→ **Coordinate annotation records**
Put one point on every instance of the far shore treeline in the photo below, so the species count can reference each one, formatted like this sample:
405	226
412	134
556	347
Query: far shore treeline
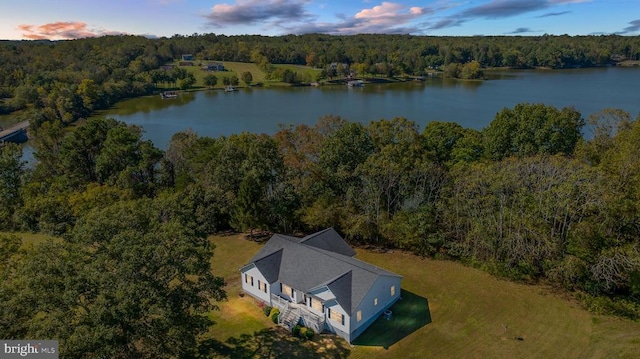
128	272
67	80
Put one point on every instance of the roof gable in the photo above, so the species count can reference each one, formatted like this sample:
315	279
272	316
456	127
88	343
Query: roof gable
305	265
342	289
329	240
269	266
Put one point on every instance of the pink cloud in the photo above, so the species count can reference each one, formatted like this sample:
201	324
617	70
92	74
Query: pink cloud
62	30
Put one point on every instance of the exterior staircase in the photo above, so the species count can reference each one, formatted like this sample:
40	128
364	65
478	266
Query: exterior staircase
289	317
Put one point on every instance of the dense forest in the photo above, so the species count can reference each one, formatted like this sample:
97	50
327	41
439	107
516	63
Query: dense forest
527	198
66	80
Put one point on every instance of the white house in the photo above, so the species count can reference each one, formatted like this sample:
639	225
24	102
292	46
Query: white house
316	281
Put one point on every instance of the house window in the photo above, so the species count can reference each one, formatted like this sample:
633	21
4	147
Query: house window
316	304
336	316
285	289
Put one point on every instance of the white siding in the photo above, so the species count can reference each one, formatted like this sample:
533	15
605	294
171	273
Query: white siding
381	290
253	290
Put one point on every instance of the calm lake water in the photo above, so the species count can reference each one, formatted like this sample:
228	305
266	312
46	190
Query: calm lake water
472	104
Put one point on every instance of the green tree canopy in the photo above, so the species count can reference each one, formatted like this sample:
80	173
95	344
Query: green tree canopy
530	129
125	283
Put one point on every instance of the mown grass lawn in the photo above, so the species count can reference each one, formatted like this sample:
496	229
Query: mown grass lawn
237	68
469	314
447	311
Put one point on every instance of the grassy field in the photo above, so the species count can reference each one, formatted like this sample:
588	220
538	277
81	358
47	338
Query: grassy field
237	68
448	311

→ **Task objective**
Copy the material above word for word, starting at the line that contains "Put one point on every instance of the green" and ending at the last line of the material, with both ends included.

→ **Written reply**
Put one point on every instance of the green tree canopy in the photo above, so the species count can reference each one, formatted like this sample:
80	173
95	344
Query: green tree canopy
530	129
125	283
Put one point on every instance of the mown grass lawn in the photo above, so the species count can reference each one, formatted like this sample:
496	229
Query: mown grass lawn
237	68
469	314
447	311
Put one point on every instance of the grassy field in the photo above, so the species count can reference each one, formatted like this sample:
588	220
538	277
81	358
47	338
Query: grassy field
237	68
448	311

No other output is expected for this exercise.